Quoted passage:

<<<<

# cant get brake pressure! 88 jetta 8v



## 206929rr (Oct 5, 2009)

so i was having problems getting any brake pressure and was losing brake fluid( car is an 88 jetta gl 8v). After lookin over the car and not finding any visible leaks, it was suggested that the master was leaking into the booster, and thats why i couldnt see the leaks.
after replacing the master, we still couldnt get any pressure and was still losing fluid (empties the master resivior in less than 5 miles). i went through every thing i could think of. no leaks at the master, the lines, calipers, wheel cylinders, or rear proportioning valve.
so before i rip the whole brake system out, any thoughts?
thanks,
Sean


----------



## germancarnut51 (Mar 23, 2008)

*Re: cant get brake pressure! 88 jetta 8v (206929rr)*

If the brake fluid is leaking out in 5 mies of driving, obviously there's a leak that you have not found yet.
Have you personally checked every inch the the brake lines from master cylinder to caliper or wheel cylinder?
Did you install a brand new or rebuilt master cylinder or one you got from a junkyard?


----------



## 206929rr (Oct 5, 2009)

*Re: cant get brake pressure! 88 jetta 8v (germancarnut51)*

well heres what i found. i used to work at the les schwab i took it too and they let me use one of thier lifts from time to time. one of the guys was helping me out and he checked the wheel cylinders. he said they werent leaking. i asked him if he pulled the drums to check, he said he did. well apparently he just looked at the back of the drum and saw no moisture. when i pulled the drums this morning at the house to do some investigating, fluid dumped out. they were gushing fluid! so that seems to be the problem, replacing them on thursday, ill post the results thursday afternoon or arounf midnight that night. when i asked him why he said he pulled em, he said that he just assumed they were fin cuz the outside was dry. just goes to show that knowing someone, alot of times theyll half ass it just cuz ur not a customer. guess thats what i get for letting a "professional" mechanic help and not doing it on my own


----------



## 206929rr (Oct 5, 2009)

*Re: cant get brake pressure! 88 jetta 8v (206929rr)*

so yea replaced the wheel cylinders and still no pressure after letting it drip for a long time and mutiple bleedings














. only thing i can think of is the rear proportioning valve is holding air in the rear passenger line, because when you bleed the brakes, all the others shoot fluid out with good pressure, but that one only trickles, so ill intsall the new one in the morning and let you guys know what i find. oh yea and it was only leaking out the driver side wheel cylinder, thinking there might be a connection


----------



## germancarnut51 (Mar 23, 2008)

*Re: cant get brake pressure! 88 jetta 8v (206929rr)*

Are you bleeding the brakes with the rear of the car on jackstands? If so, do you have the stands on the axle beam so the rear axle and wheels are up where they sit when the car is on it's wheels, OR do you have the stands on the car body, and are letting the wheels droop down?

>>>>

Exercise:
Please decide whether each statement agrees with the brake thread, answering yes or no and quoting the words from the thread that settle it. 1. Fluid came out when the poster pulled the drums at home. 2. Replacing the wheel cylinders restored brake pressure. 3. Only the passenger side wheel cylinder was leaking.

[Pointing dataset excerpts]
<<<<

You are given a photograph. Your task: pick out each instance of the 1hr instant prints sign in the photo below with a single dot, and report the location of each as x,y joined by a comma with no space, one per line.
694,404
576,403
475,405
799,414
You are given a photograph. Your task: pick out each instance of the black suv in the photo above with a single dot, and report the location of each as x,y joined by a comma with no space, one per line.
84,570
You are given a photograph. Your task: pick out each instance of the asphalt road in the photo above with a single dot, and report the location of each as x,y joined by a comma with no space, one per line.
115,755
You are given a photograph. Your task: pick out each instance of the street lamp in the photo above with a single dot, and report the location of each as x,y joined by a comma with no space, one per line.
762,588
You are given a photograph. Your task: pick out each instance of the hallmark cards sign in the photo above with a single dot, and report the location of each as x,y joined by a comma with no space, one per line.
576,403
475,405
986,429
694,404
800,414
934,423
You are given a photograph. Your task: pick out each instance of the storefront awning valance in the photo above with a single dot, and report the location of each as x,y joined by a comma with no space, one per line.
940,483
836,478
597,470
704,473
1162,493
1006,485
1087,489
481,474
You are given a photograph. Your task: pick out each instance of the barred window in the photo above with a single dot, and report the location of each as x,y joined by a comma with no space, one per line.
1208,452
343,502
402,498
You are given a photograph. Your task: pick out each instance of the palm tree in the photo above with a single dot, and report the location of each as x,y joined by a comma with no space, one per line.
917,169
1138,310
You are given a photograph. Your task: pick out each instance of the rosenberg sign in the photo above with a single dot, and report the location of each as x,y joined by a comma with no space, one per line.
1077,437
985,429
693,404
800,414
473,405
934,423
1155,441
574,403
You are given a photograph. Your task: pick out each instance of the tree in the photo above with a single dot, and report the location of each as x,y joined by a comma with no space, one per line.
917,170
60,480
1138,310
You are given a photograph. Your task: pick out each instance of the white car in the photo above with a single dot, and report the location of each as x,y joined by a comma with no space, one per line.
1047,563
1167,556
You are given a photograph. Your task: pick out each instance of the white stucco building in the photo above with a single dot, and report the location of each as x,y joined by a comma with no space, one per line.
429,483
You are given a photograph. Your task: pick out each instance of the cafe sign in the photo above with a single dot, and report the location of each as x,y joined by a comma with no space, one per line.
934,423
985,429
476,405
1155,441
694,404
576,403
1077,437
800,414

>>>>
<<<<

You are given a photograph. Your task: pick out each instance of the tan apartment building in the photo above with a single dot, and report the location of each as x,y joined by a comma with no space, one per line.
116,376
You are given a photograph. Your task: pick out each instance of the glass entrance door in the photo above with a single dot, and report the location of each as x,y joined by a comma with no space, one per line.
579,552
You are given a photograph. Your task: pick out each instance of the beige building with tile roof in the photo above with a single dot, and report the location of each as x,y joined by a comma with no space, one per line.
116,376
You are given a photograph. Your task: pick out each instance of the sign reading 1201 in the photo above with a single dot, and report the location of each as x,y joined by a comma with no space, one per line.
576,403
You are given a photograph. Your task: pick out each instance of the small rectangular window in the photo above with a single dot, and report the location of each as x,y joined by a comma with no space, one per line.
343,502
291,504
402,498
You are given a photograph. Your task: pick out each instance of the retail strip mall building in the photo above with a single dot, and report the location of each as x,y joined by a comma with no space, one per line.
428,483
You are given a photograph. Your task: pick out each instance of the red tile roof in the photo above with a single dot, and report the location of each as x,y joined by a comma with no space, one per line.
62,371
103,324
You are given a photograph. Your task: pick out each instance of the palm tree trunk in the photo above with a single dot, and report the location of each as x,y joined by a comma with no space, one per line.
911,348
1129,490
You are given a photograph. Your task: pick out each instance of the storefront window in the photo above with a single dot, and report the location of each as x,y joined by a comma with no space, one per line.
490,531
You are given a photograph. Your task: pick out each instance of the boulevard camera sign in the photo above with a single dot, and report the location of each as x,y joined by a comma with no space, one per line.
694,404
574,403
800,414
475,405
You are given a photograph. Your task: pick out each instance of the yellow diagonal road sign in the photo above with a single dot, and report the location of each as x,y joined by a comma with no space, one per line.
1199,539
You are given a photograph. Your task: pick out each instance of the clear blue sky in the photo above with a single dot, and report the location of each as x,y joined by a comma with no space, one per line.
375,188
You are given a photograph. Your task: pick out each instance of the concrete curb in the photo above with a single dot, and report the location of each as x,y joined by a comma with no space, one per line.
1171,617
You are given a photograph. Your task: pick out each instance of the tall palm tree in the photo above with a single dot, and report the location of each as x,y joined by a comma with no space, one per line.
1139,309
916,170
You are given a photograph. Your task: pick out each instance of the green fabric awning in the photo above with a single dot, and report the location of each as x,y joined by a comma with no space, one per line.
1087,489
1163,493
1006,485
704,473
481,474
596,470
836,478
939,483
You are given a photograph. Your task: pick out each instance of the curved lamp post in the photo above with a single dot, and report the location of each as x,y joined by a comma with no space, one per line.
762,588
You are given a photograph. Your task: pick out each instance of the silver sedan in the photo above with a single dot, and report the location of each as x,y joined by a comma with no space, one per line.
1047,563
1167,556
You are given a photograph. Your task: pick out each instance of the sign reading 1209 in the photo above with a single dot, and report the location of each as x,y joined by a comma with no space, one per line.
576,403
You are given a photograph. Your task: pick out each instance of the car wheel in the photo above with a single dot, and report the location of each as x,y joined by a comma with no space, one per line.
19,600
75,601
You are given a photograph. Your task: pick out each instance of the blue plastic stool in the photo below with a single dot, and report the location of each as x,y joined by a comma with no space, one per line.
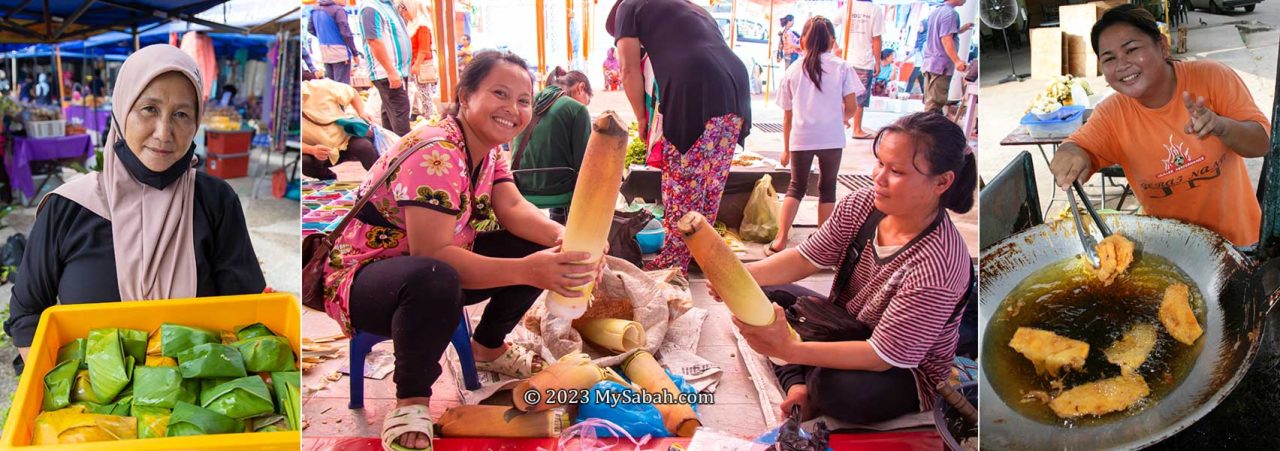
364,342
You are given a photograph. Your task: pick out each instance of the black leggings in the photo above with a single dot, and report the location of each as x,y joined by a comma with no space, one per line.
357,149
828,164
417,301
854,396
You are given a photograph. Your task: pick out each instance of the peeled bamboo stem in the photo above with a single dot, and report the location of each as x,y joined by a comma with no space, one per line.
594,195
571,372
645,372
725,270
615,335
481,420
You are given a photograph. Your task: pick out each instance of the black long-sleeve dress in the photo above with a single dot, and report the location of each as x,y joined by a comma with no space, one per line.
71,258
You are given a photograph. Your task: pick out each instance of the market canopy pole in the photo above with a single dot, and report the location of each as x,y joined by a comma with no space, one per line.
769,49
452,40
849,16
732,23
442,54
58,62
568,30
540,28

>>>>

Finished exercise:
1. Yes: "when i pulled the drums this morning at the house to do some investigating, fluid dumped out."
2. No: "replaced the wheel cylinders and still no pressure after letting it drip for a long time and mutiple bleedings"
3. No: "it was only leaking out the driver side wheel cylinder"